PASSAGE

Finaly, before complaining like “Hey! PostgreSQL is not using my index ?!?”… There are actually lot of cases where it won’t use it. Or maybe not like you think… Small table? Wrong configuration parameters, … forgot to run ANALYZE, i.e. wrong statitics on the table… By default I always assume PostgreSQL optimizer is smarter than I am. And I must admit sadly I couldn’t demonstrate the contrary so far :-/
In short: “Don’t over tune from start”.
Rather go step by step when you need it. Don’t be affraid, PostgreSQL has all you need to gain performances when those you have likely by default won’t be sufficient enough.
Maybe the good thing to do also is to plan volumes of tables, usages, etc… To have a good idea of what the database will likely grow. You could do one thing here. I can say that on the projects I saw it, unfortunately not a lot, it helped a lot : try to loadtest your app.

RAW DATA
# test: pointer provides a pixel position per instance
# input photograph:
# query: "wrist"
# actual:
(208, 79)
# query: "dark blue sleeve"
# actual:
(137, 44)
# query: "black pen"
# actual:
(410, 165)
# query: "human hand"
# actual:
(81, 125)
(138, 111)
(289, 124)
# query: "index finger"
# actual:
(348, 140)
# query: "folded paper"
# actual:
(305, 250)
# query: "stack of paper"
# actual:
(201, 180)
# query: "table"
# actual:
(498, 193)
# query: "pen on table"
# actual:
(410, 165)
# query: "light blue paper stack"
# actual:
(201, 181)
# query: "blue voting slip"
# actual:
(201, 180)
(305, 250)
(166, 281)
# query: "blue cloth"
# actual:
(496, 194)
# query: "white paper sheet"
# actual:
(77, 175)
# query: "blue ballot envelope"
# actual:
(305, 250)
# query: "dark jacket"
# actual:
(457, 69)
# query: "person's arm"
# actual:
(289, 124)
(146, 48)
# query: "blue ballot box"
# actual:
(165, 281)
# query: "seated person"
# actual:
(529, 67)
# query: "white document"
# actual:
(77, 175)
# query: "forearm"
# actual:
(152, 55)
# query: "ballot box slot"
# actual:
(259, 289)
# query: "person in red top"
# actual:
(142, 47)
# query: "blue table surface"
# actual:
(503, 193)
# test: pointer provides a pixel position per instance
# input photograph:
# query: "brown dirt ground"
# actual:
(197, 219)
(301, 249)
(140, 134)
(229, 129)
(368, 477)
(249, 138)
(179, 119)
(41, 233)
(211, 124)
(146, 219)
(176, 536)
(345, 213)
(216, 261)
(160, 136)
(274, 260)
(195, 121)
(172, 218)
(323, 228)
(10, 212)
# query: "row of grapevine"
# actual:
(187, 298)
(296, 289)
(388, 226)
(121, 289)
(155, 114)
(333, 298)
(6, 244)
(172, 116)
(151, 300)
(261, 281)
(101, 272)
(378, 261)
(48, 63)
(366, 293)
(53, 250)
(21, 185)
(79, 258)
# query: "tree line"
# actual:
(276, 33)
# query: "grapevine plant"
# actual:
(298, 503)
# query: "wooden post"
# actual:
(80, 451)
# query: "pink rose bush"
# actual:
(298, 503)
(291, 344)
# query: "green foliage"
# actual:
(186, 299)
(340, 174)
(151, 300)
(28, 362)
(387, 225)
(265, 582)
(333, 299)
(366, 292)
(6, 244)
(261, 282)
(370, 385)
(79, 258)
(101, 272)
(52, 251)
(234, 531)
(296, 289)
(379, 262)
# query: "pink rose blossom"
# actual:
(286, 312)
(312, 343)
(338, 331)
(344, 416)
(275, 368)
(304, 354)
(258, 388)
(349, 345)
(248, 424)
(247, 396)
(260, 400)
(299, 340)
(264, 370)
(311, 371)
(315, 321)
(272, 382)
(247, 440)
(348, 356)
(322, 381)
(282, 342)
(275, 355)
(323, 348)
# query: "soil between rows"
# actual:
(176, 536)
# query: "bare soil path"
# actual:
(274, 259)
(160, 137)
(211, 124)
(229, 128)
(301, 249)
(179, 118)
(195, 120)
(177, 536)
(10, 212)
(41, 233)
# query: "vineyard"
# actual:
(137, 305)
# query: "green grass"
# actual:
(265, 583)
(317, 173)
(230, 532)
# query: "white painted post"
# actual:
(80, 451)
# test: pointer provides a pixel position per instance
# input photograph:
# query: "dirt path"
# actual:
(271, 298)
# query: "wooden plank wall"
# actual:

WHAT YOU WILL DO
(A) List the possible causes the PostgreSQL passage gives for the database not using an index.
(B) Translate this sentence from the PostgreSQL passage into Spanish: "By default I always assume PostgreSQL optimizer is smarter than I am."
The data can be left aside.

SOLUTION LIST
(A)
- Small table
- Wrong configuration parameters
- Forgetting to run ANALYZE

(B) Por defecto, siempre asumo que el optimizador de PostgreSQL es más inteligente que yo.